[How to complete this task] The data below should be printed in full, exactly, and without any of its images.

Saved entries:
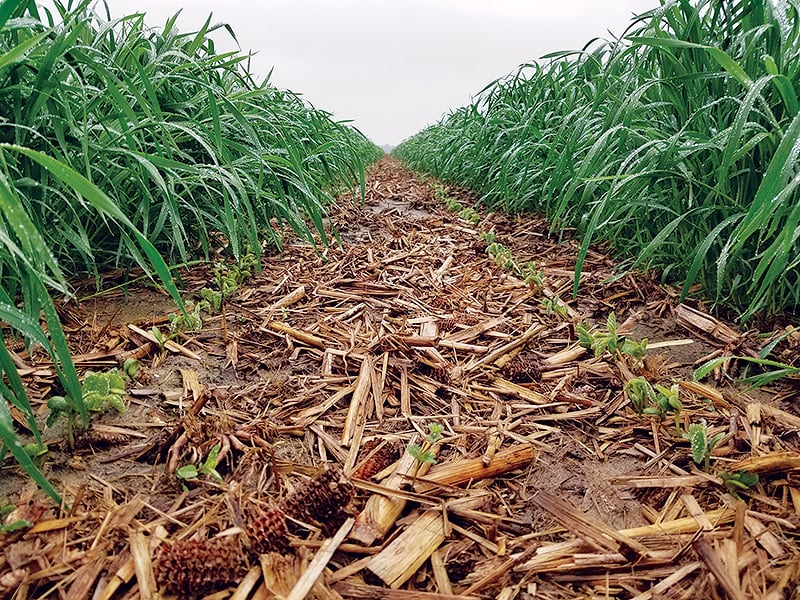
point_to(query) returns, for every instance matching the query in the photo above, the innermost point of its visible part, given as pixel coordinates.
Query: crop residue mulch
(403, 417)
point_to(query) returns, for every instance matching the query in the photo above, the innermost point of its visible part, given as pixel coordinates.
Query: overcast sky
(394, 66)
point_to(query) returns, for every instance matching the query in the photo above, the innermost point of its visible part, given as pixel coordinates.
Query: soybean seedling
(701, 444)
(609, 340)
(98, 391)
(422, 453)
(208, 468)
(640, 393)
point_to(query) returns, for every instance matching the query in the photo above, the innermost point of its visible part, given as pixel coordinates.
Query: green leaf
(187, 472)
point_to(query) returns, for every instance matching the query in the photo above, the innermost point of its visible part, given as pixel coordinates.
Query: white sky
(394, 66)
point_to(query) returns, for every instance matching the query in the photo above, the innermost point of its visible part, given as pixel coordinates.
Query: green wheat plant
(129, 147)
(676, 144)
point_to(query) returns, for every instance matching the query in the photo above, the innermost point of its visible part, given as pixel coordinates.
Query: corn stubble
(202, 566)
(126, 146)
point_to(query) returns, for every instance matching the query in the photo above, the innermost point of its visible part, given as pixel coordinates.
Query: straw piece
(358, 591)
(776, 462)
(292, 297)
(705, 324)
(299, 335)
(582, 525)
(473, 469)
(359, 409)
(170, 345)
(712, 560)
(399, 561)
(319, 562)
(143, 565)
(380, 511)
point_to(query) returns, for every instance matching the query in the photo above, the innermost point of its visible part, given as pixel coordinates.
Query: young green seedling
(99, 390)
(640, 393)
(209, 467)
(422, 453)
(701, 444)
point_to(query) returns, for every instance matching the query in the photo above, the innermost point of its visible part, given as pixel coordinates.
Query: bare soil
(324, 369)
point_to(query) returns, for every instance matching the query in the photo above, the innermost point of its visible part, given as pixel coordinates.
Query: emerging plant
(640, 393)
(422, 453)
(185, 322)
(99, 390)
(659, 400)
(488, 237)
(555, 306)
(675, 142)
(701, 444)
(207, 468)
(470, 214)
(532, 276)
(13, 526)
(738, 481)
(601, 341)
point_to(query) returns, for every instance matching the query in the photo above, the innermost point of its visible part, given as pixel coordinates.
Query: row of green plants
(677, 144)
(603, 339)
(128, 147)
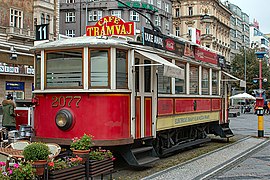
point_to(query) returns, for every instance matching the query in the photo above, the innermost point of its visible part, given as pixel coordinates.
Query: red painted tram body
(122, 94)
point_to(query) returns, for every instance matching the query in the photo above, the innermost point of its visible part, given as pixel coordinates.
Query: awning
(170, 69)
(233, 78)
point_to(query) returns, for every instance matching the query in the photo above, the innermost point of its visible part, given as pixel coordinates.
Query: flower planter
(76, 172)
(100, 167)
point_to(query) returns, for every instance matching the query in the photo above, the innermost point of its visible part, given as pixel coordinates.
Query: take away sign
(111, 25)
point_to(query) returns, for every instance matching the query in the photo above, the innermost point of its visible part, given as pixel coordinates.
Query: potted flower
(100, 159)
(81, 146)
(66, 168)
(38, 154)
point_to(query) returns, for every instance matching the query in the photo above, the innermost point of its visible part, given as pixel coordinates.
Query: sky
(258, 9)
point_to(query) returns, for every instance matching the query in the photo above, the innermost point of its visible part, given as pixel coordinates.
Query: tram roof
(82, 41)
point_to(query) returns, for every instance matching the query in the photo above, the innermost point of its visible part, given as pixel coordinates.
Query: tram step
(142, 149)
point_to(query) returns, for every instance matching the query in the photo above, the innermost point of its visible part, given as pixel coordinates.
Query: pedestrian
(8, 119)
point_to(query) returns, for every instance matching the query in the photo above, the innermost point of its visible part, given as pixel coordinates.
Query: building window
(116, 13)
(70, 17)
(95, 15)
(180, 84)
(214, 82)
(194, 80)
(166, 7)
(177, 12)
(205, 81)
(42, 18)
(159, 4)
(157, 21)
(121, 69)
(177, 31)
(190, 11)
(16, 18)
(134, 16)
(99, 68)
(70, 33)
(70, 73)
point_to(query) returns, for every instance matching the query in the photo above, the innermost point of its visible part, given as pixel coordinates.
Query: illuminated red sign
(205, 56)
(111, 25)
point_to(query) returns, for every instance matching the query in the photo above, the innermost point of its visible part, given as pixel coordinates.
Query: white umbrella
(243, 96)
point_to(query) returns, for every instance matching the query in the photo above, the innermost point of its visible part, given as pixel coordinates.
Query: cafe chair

[Output below]
point_to(query) returns, for every instance matching the query in the photo above, the innermost point of its visible part, given as pixel coordinates.
Query: crop residue mulch
(403, 417)
point_to(query) returns, for every instance matching the query in the photo above, the innermost point of its visible part, given as pixel coordinates.
Query: overcast sky
(394, 66)
point_to(query) returns, for every instance matching the query in the photo above, the innermost point of its visible part, given as pixel coordinates.
Query: soybean seedling
(701, 444)
(609, 340)
(98, 391)
(422, 453)
(208, 468)
(640, 393)
point_to(query) returns, for every instance matching the query in the photo above, the innermost point of its visible part, given as pixel coordinates.
Query: green leaf
(187, 472)
point_to(query) returns, for every instance matching the query in the photo above, the innermost point of its visible part, given as pixel coordinates.
Query: white sky
(394, 66)
point_to(query) returns, for every instance matching the query in the photo above, the innermost point of its visible part, given as pixel coordinates.
Query: green wheat plant
(129, 147)
(676, 144)
point_to(query) returns, for every instance matching the query in the photo above, the innermost point of its visible part, given as pixel coordinates.
Query: corn stubble
(202, 566)
(126, 146)
point_to(query) returns, for every instance matching the query in the photo above, the innermost point of its visible part, given as pixel coordinates.
Query: straw piece
(358, 591)
(776, 462)
(292, 297)
(705, 324)
(299, 335)
(582, 525)
(473, 469)
(359, 409)
(170, 345)
(712, 560)
(399, 561)
(319, 562)
(143, 565)
(380, 511)
point_to(query) returns, for every instance matching the query in the photo above, the innermost point of its visible part, given as pixel coordinates.
Query: young green seedling
(99, 390)
(640, 393)
(209, 467)
(422, 453)
(701, 444)
point_to(query) returns, for every instance matching the query in the photo above, the innermost point of its visible part, given as pixel coordinates.
Query: bare soil
(324, 369)
point_to(query) returns, for every instance matching the query in the photo above, the innermost point of its visible part, given as pixel coordinates.
Query: emerging plant
(640, 393)
(422, 453)
(185, 322)
(99, 390)
(659, 400)
(488, 237)
(555, 306)
(675, 142)
(701, 444)
(207, 468)
(470, 214)
(532, 276)
(13, 526)
(738, 481)
(601, 341)
point_to(query) returns, for every instance matching the query in the photo above, the innermost point of its visible part, given as pixel coordinates.
Query: row of green plants
(677, 144)
(603, 339)
(128, 147)
point_to(query) returns, for every instance matching the query in the photo above, the innermost point of its visible part, given as pixel coordinates.
Query: red painted tram body
(122, 94)
point_to(query) returns, for every instance matching the query in the photo above, the innermost point of its visible part, given as pixel coordinates.
Query: awning
(170, 69)
(233, 78)
point_to(query) returns, for every instance matching the query in the photo above, the innermost point of its visible part, given as pixel coordinates.
Query: flower planter
(76, 172)
(100, 167)
point_to(query) returns, for every instance matching the query in the photo above, the innermost point of its visible part, given as pixel coordinates.
Query: take away sign
(111, 25)
point_to(query) returns, for every instance matching the query in the photo above, the innermost point of its visible part, given as pixel coordinates.
Query: potted flower
(100, 159)
(81, 146)
(66, 168)
(38, 154)
point_to(query) returns, for every instance matching the query in the photo above, the innermost point of its visible part, given as pixel coordinates.
Query: sky
(258, 9)
point_to(query) returns, for every instance matching the query in the photo above, the innermost point of its visible part, given as pixel coordinates.
Query: tram roof
(82, 41)
point_to(query) returns, for every instance matching the query in the photo above, the innermost point of its visible part, given as pixel coordinates.
Query: tram step
(142, 149)
point_to(query) returns, for every instance matching the query in the photo above, the innermost point of its visible part, given as pixel coordinates.
Query: pedestrian
(8, 119)
point_to(query) returns, for every instance matching the query in the photo above, the innermost point of its visible part, given as pixel coordinates.
Query: building window
(116, 13)
(70, 17)
(95, 15)
(180, 84)
(214, 82)
(194, 80)
(166, 7)
(177, 12)
(205, 81)
(42, 18)
(159, 4)
(157, 21)
(121, 69)
(177, 31)
(190, 11)
(16, 18)
(134, 16)
(99, 68)
(70, 33)
(70, 73)
point_to(query) returns, for every instance matching the query in the photo above, the innermost point of its visible part, given as pixel coordinates.
Query: illuminated red sign
(205, 56)
(111, 25)
point_to(query) returns, for every instance matching the query in the photo above, the innermost point of its visible part, given as pixel coordinates.
Query: white umbrella
(243, 96)
point_to(query) returns, for every instance matching the query in the photo above, the innermost point of its visible part, given as pixel coordinates.
Query: cafe chair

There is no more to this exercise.